*** TEXT SEGMENT

At 12:19 12/14/01, Ian A. Nichols wrote:
What kinds of background to these pictures have, and how far away is it?
Your T20/T32/F280 will be influenced by the background illumination
(which falls off with the square of flash-subject distance). If your
backgrounds are usually much darker than your subjects you could tell
the camera to underexpose a stop or two (use the compensation dial/film
speed ring).
You could also experiment with a TTL cord, a diffusing reflector (piece
of white fabric over plastic attached to T32 by rubber bands in my case)
and split the BG2 so you can move the flash way off to one side.
This will:
give you a softer light
give you side-lighting (better for face contours etc)
remove the last chance for red-eye even with a telephoto
A couple additional tips:
(1) Don't get too close with a flash; use a longer lens instead. Even
though it may quench properly for a good exposure, direct flash too close
penetrates skin sufficiently to pick up reflection from blood in the
capillaries under the surface of the skin. In very fair skinned people,
this can result in pinkish "hot spots" in the highlight areas (nose, cheek
bones, chin, etc.). The diffusion and bounce that Ian mentions helps
eliminate this.

******
*** TASK INPUT

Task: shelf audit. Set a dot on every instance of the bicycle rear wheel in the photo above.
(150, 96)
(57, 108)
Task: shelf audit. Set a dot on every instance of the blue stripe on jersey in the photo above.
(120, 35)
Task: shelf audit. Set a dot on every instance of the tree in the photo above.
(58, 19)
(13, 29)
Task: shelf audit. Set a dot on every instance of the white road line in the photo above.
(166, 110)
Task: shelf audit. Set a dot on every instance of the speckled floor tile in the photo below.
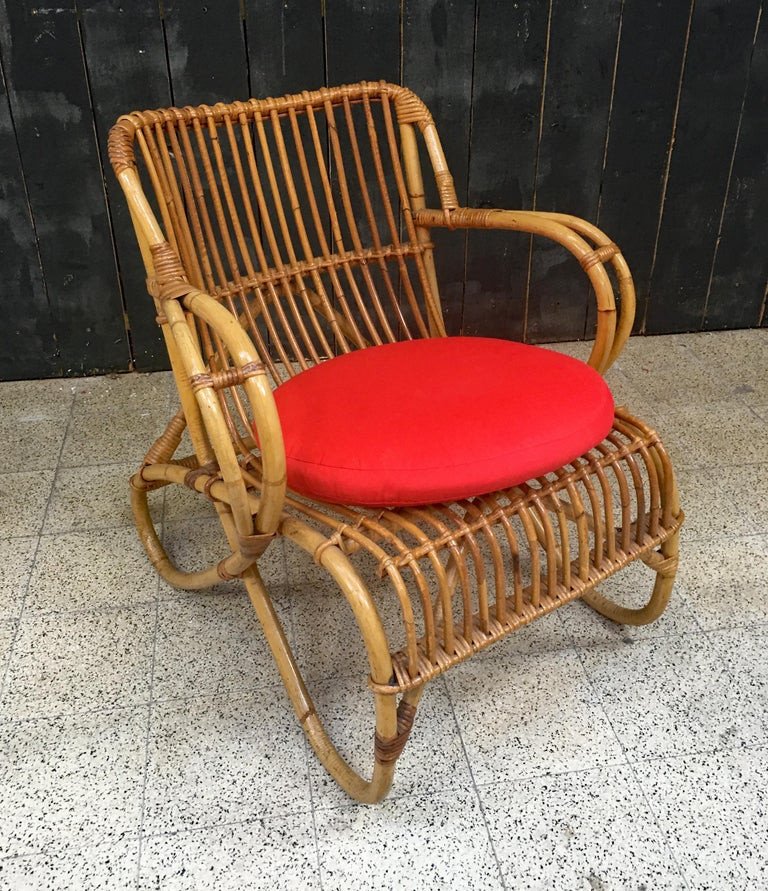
(214, 644)
(713, 810)
(7, 632)
(738, 358)
(278, 853)
(96, 497)
(723, 501)
(198, 544)
(36, 400)
(672, 695)
(631, 587)
(433, 760)
(130, 389)
(666, 372)
(725, 581)
(91, 570)
(71, 782)
(68, 662)
(529, 715)
(701, 435)
(31, 444)
(219, 759)
(116, 420)
(24, 497)
(407, 844)
(111, 866)
(743, 652)
(589, 829)
(16, 556)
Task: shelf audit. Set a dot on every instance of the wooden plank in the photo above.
(740, 271)
(48, 93)
(362, 41)
(206, 51)
(28, 345)
(722, 35)
(582, 53)
(285, 46)
(649, 68)
(125, 55)
(508, 80)
(437, 65)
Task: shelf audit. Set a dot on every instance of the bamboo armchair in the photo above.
(280, 232)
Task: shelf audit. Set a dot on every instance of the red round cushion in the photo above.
(441, 419)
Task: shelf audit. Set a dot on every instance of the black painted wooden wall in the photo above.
(646, 117)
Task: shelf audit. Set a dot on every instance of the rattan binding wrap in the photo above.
(278, 232)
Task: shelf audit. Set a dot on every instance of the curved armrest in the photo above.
(591, 247)
(163, 264)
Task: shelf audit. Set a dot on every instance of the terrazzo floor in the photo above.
(145, 739)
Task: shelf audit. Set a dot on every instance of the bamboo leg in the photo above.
(664, 562)
(157, 554)
(389, 718)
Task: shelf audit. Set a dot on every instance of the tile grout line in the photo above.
(630, 766)
(20, 615)
(478, 797)
(150, 708)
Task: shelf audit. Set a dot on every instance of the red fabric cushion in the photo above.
(424, 421)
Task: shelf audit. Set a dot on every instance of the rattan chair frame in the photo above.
(253, 282)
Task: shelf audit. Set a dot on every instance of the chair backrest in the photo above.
(296, 213)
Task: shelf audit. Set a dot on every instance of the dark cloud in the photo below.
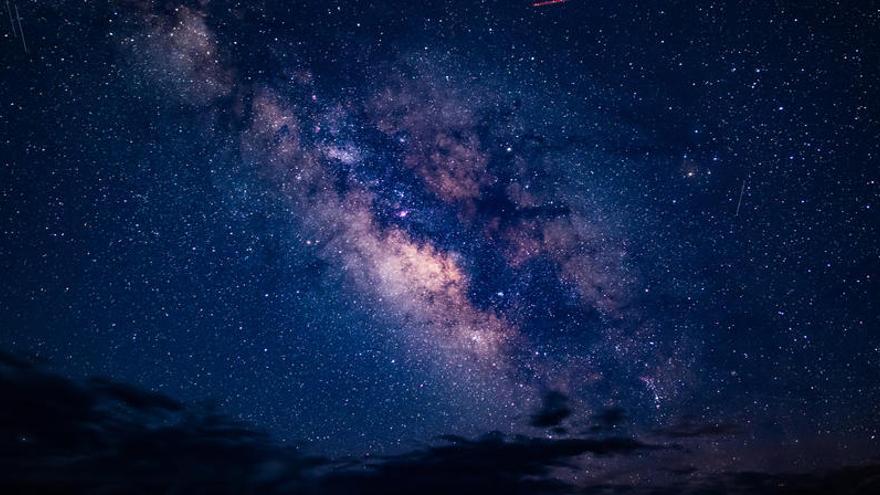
(493, 463)
(62, 436)
(554, 410)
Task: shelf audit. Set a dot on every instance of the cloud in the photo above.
(62, 436)
(97, 436)
(177, 50)
(554, 410)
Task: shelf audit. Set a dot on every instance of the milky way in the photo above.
(360, 228)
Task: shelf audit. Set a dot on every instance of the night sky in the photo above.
(358, 226)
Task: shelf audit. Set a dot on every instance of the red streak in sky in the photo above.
(547, 2)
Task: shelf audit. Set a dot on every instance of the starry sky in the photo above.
(360, 225)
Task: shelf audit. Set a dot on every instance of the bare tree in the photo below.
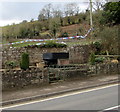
(98, 5)
(71, 9)
(57, 12)
(46, 12)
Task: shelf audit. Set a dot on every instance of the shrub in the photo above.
(65, 34)
(51, 44)
(99, 59)
(92, 59)
(10, 64)
(24, 64)
(118, 58)
(98, 47)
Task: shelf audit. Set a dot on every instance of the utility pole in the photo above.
(91, 23)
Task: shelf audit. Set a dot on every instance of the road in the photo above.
(100, 98)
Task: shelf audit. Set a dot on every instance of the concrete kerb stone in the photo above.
(56, 93)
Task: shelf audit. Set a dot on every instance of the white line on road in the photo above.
(61, 96)
(111, 108)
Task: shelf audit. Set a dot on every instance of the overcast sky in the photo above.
(15, 11)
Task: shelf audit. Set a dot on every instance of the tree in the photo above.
(98, 5)
(110, 39)
(56, 12)
(71, 9)
(111, 14)
(54, 26)
(46, 12)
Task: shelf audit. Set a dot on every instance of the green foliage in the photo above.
(92, 59)
(98, 47)
(10, 64)
(65, 34)
(51, 44)
(99, 59)
(118, 58)
(24, 64)
(112, 13)
(54, 26)
(110, 39)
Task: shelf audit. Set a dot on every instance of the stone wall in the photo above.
(35, 54)
(36, 76)
(86, 70)
(79, 54)
(21, 78)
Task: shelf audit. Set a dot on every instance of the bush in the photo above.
(99, 59)
(98, 47)
(51, 44)
(24, 64)
(65, 34)
(118, 58)
(11, 64)
(92, 59)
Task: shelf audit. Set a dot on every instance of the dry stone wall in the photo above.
(35, 54)
(21, 78)
(79, 54)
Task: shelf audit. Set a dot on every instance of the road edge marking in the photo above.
(61, 96)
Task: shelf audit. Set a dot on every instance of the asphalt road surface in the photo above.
(95, 99)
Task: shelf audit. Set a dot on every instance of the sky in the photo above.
(15, 11)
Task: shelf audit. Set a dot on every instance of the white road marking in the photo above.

******

* GIVEN REQUEST 1
Please gather every line of the records that contains the word "bamboo", treating uppercase and lowercase as different.
* GIVEN REQUEST 2
Carry on the flash photography text after its last sentence.

* REPLY 1
Task: shelf audit. Set a dot on every instance of the bamboo armchair in the photo above.
Task: shelf audit. Set a dot on every instance of the bamboo leg in the photo above.

* REPLY 2
(2) Watch closest and farthest subject distances. Light falls off at the
inverse square of the distance. This means: at twice the distance it's
one fourth the light; at three times the distance it's a ninth the light;
etc. A longer lens and moving back reduces the relative difference in
distances (if you can do this and still get enough light). Alternative is
creating fewer rows in a grouping.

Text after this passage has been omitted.